= ELENCO DEI COMPITI =
(a) Nel testo sul Putumayo, su quanti ettari di terreno si sono estese le fumigazioni di piantagioni di coca?
(b) Trascrivi il passo del testo sul Putumayo che inizia con "La produzione di" e termina con "Asis o Mocoa.", sostituendo "Commercianti" con "Negozianti".

= TESTO FORNITO =
Le fumigazioni di piantagioni di coca, estese su 28.000 ettari di terreno, hanno versato l'intera regione di Putumayo (Nord-Est del Paese) in una recessione totale.
Alvaro Sierra -inviato speciale del quotidiano colombiano El Tiempo- intitola "Una settimana nel Putumayo" una cronaca-inchiesta sulla crisi economica che imperversa nella regione trasformata nel relitto di se stessa. 38.000 coltivatori sono in attesa dei "fumosi" programmi alternativi promossi, e promessi, dal Governo, ma lo scetticismo e' esteso e generale.
La produzione di coca ha caratterizzato la vita nel Putumayo per molti anni. Le file di cantine che fiancheggiavano la strada all'entrata di La Hormiga sono disabitate e delle 1.000 prostitute presenti in citta' ne sono rimaste cinque. Le due compagnie di bus che coprivano la tratta Puerto Asis-Mocoa hanno interrotto il servizio per mancanza di passeggeri relegando la cittadina all'isolamento e gli abitanti all'esilio. Commercianti, trasportatori e ristoratori fanno da eco ai lamenti della popolazione. La recessione e' completa. Mentre il gaudio di militari e polizia si coniuga sull'offensiva fumigatoria e si completa grazie ai divieti imposti ai campesinos, decine di persone, in maggior parte donne e bambini, sono detenuti con l'accusa di trasportare la coca "fatta in casa" ai mercati di Puerto Asis o Mocoa.

= CONTENUTO DEI RECORD =
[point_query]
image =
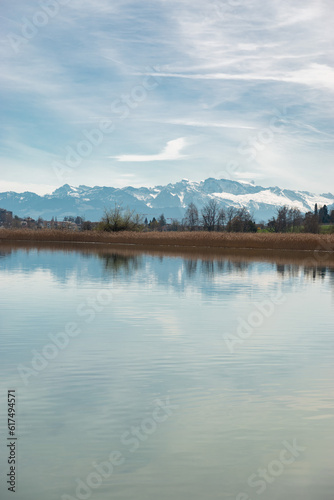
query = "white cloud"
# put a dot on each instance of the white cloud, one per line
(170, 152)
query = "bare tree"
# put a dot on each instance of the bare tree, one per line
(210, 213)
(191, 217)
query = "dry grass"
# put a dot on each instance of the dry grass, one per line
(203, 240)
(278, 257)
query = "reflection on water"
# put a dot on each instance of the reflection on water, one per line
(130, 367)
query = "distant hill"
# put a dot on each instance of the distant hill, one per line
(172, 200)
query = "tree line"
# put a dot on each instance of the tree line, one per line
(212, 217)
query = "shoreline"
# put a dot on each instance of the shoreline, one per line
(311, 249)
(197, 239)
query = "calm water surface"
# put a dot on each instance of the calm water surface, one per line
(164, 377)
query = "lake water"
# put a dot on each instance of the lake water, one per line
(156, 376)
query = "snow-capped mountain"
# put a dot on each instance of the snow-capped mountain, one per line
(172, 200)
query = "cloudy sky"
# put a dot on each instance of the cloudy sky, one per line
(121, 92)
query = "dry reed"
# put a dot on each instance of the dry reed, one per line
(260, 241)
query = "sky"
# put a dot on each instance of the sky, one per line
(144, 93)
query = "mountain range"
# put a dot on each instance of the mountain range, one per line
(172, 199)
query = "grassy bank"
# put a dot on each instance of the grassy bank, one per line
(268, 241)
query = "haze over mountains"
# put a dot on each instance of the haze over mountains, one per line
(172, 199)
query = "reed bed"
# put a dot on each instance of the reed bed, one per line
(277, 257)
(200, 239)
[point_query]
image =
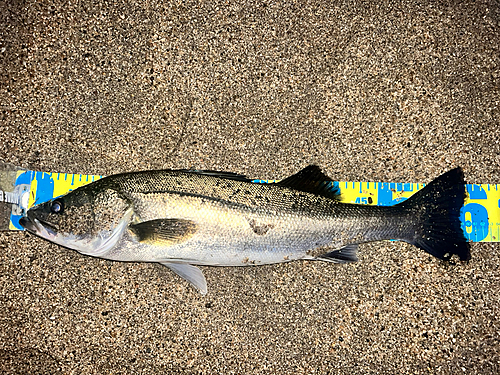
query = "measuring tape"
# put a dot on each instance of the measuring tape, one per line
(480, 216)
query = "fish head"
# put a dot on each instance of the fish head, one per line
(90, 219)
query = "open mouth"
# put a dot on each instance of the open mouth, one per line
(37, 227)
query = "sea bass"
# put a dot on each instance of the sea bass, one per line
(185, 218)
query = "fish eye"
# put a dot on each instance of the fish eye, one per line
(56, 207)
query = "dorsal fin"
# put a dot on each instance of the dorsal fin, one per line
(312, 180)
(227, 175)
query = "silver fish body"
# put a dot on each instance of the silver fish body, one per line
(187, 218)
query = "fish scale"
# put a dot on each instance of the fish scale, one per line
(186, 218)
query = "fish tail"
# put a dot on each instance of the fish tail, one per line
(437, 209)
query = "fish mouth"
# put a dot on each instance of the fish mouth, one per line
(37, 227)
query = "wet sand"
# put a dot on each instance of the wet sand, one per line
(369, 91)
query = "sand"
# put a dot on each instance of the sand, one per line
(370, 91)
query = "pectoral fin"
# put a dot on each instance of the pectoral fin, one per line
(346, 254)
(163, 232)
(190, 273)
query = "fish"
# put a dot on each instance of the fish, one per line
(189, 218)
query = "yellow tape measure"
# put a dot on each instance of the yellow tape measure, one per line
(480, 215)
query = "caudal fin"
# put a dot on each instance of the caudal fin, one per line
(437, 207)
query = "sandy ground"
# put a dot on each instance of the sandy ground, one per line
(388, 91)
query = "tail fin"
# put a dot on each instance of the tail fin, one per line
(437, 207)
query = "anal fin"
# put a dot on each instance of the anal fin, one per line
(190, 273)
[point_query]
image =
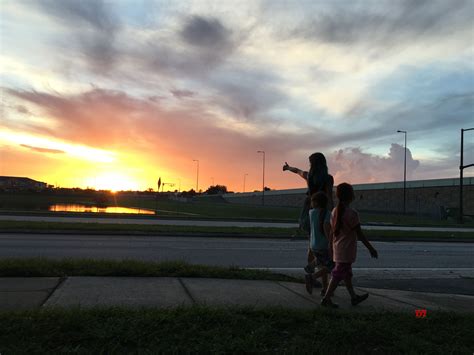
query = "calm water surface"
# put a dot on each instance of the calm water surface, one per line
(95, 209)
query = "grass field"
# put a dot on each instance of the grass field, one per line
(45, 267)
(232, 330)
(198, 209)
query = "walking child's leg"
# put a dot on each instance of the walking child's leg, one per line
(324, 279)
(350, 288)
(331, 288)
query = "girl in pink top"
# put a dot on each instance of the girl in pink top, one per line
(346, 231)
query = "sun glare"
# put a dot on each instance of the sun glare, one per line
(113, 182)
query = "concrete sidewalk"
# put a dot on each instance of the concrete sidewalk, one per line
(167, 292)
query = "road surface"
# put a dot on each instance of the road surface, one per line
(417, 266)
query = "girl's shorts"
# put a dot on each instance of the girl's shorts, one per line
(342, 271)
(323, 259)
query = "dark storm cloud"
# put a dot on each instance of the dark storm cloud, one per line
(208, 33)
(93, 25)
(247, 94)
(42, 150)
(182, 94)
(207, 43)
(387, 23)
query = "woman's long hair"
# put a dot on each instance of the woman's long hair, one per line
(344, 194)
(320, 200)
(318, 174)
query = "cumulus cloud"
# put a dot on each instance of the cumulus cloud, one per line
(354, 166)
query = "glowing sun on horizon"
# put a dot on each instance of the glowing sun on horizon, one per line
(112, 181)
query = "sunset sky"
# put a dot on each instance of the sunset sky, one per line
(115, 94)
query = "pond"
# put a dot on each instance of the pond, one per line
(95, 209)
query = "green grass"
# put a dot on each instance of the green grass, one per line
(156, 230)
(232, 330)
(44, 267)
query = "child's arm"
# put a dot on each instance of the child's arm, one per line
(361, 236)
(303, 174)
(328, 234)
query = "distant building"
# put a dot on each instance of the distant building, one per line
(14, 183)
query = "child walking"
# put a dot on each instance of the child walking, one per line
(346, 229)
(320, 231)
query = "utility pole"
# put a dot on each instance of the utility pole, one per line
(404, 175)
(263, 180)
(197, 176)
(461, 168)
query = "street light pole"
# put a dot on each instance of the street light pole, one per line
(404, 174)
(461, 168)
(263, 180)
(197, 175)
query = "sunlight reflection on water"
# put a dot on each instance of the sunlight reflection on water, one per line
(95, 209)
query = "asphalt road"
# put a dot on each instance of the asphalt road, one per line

= SOLUZIONI =
(a) Su 28.000 ettari.

(b)
La produzione di coca ha caratterizzato la vita nel Putumayo per molti anni. Le file di cantine che fiancheggiavano la strada all'entrata di La Hormiga sono disabitate e delle 1.000 prostitute presenti in citta' ne sono rimaste cinque. Le due compagnie di bus che coprivano la tratta Puerto Asis-Mocoa hanno interrotto il servizio per mancanza di passeggeri relegando la cittadina all'isolamento e gli abitanti all'esilio. Negozianti, trasportatori e ristoratori fanno da eco ai lamenti della popolazione. La recessione e' completa. Mentre il gaudio di militari e polizia si coniuga sull'offensiva fumigatoria e si completa grazie ai divieti imposti ai campesinos, decine di persone, in maggior parte donne e bambini, sono detenuti con l'accusa di trasportare la coca "fatta in casa" ai mercati di Puerto Asis o Mocoa.